→ **Entries taken from a collection**
==============================

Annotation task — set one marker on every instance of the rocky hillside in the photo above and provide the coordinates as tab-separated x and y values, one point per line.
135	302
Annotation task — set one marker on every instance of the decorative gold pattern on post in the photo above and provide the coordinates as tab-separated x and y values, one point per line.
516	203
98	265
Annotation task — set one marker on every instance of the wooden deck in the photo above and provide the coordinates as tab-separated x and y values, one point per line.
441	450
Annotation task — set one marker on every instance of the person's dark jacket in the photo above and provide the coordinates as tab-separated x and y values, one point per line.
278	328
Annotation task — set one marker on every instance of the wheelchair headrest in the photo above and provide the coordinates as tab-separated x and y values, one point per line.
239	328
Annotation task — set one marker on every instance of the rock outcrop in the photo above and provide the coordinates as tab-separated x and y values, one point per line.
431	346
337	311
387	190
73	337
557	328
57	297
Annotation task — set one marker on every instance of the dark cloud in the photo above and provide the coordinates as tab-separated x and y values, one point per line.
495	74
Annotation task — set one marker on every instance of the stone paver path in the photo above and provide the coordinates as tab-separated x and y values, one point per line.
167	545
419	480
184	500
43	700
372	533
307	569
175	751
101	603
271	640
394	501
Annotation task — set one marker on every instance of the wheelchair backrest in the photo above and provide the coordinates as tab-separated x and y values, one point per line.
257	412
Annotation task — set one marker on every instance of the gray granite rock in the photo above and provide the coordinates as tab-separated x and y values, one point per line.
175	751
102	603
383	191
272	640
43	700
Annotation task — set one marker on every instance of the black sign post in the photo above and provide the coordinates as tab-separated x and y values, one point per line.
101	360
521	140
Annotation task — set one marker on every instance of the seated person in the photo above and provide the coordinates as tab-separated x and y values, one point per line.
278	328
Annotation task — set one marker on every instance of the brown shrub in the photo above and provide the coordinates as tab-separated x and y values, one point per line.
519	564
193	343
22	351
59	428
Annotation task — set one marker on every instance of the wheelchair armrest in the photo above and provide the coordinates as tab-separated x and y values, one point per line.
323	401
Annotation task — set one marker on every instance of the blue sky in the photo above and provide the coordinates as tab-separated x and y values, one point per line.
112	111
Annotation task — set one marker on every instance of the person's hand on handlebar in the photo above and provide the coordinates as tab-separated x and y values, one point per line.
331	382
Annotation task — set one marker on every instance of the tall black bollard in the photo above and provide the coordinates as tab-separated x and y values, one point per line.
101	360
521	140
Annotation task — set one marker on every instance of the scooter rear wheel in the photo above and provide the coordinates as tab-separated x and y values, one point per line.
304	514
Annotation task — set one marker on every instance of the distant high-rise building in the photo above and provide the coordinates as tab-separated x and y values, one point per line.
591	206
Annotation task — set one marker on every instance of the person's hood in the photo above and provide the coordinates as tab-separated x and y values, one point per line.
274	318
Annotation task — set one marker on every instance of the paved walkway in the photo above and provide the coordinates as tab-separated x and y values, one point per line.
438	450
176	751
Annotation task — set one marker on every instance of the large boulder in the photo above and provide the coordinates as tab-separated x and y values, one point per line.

==============================

→ **Problem**
Each entry above is to be transcribed without alteration.

→ **Problem solution**
Annotation task — set one marker on every instance of the rocky hillside in the photo above and provide the coordinates as tab-separated x and y values, one point per line.
135	302
Annotation task — set one marker on every instance of the decorative gold pattern on post in the photo above and provide the coordinates as tab-separated x and y values, one point per line.
516	203
98	265
Annotation task — set one marker on every instance of the wooden deck in the photo above and provide the coordinates as tab-separated x and y values, one point per line.
441	450
Annotation task — set one marker on every instance of the person's dark jacket in the photo above and provide the coordinates as tab-separated x and y values, one point per line.
278	328
Annotation task — set one marker on every instance of the wheelchair headrest in the photo above and provide the coordinates as tab-separated x and y values, one point per line.
239	328
Annotation task — set one marker on every instance of the rock outcrop in the photo above and provide the coordinates as tab-separated x and y values, one point per line.
431	346
337	311
387	190
73	337
557	328
57	297
Annotation task — set one marker on every instance of the dark cloud in the photo above and provide the coordinates as tab-separated x and y values, one point per line.
495	74
Annotation task — set one marker on every instance of the stone paver path in the photo above and provide the coordinates as tab-separated x and y values, one point per line.
167	545
419	480
184	500
43	700
372	533
307	569
175	751
101	603
271	640
394	501
Annotation task — set one marker on every instance of the wheelchair backrest in the photo above and provide the coordinates as tab-separated x and y values, one point per line.
257	412
Annotation task — set one marker on every instance of the gray granite rock in the photo above and provide the coordinates as tab-separated x and y values, one point per line.
175	751
102	603
383	191
272	640
43	700
Annotation task — set one marker on every instance of the black sign post in the photo above and provide the coordinates as tab-separated x and y values, one point per line.
101	360
521	140
Annotation task — set one marker on every instance of the seated person in the photo above and provide the coordinates as tab-separated x and y values, one point per line.
278	328
Annotation task — set one marker on every instance of the brown shrub in the photo above and provide the coordinates as tab-separated x and y values, one point per line.
519	564
193	343
22	351
59	428
Annotation task — set one marker on every instance of the wheelchair armrest in the photo above and provide the coordinates as tab-separated x and y values, one point per line.
323	401
Annotation task — set one marker on every instance of the blue sky in the photo above and provide the coordinates as tab-separated x and y values, one point per line.
112	111
Annotation task — set one marker on every instance of the person's hand on handlebar in the photo above and provide the coordinates as tab-separated x and y values, one point per line.
331	382
Annotation task — set one marker on every instance of the tall black bollard in the photo above and provide the coordinates as tab-separated x and y values, one point per line.
101	360
521	140
Annotation task — set one marker on every instance of the scooter rear wheel in the photo above and provide the coordinates as tab-separated x and y values, one point per line.
304	514
Annotation task — set one marker on every instance of the distant high-rise building in the photo above and provide the coordinates as tab-separated x and y values, one point per line.
591	206
Annotation task — set one marker on every instance of the person's hood in the photo above and provide the coordinates as tab-separated x and y values, one point per line.
274	318
Annotation task — set one marker on every instance of the paved walkway in the photo above and provide the coordinates as tab-separated x and y values, one point per line.
438	450
176	751
Annotation task — set one marker on every instance of the large boulder in the photo above and provide the coordinates as tab-separated x and y values, one point per line.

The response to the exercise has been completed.